**Extracted material**

———

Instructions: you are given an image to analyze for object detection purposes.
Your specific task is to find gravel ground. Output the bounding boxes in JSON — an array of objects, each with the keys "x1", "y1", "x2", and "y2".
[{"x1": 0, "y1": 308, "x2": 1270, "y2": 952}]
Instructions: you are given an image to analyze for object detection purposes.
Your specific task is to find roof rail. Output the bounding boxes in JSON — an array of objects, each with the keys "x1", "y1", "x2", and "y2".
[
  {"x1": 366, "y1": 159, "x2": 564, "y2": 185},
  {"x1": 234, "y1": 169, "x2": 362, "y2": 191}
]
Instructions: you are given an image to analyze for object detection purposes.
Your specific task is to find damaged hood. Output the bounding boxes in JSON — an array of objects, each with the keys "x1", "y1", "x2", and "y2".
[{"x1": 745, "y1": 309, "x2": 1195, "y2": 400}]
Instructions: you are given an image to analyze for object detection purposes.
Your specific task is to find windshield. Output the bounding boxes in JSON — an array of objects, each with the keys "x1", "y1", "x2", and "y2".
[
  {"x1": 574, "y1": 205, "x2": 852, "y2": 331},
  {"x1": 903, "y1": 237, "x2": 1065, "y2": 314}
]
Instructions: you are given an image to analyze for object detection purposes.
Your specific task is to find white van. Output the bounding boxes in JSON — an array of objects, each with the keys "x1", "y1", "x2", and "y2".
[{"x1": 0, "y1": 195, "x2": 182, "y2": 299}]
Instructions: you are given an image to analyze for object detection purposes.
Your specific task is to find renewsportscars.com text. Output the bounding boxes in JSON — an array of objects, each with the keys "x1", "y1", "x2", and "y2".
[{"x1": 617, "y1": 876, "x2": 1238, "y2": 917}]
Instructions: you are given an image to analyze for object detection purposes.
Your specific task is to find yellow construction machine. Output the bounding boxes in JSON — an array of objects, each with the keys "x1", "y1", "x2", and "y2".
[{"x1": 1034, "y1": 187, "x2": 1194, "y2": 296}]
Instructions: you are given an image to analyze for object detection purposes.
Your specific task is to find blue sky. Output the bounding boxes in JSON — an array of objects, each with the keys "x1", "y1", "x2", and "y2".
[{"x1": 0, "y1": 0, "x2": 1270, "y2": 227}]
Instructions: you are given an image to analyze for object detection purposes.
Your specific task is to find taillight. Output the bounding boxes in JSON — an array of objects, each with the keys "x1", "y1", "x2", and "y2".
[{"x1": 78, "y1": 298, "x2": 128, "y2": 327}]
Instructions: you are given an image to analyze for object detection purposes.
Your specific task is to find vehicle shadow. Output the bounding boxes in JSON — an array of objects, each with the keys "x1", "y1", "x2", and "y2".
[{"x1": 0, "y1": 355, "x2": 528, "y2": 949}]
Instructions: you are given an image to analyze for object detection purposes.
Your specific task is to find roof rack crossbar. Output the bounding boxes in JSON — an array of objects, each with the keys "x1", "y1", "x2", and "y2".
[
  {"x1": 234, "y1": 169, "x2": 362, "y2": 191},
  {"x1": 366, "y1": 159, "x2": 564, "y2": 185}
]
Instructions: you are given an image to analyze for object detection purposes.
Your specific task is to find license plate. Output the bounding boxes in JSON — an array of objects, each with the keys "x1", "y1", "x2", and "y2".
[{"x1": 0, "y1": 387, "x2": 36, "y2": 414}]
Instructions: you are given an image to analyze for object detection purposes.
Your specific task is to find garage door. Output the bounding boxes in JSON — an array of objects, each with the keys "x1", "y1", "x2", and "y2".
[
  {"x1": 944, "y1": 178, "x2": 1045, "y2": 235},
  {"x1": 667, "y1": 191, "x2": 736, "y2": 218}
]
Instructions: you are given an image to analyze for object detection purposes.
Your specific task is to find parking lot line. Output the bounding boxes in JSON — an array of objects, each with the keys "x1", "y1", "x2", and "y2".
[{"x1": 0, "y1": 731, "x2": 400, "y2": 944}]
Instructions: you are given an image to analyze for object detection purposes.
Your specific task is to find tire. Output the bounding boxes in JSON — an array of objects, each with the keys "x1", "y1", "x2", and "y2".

———

**Exercise task**
Tally the lines in the records above that contain the string "roof", with uppercase and lowercase letters treated as different. State only the number.

**Answer in full**
2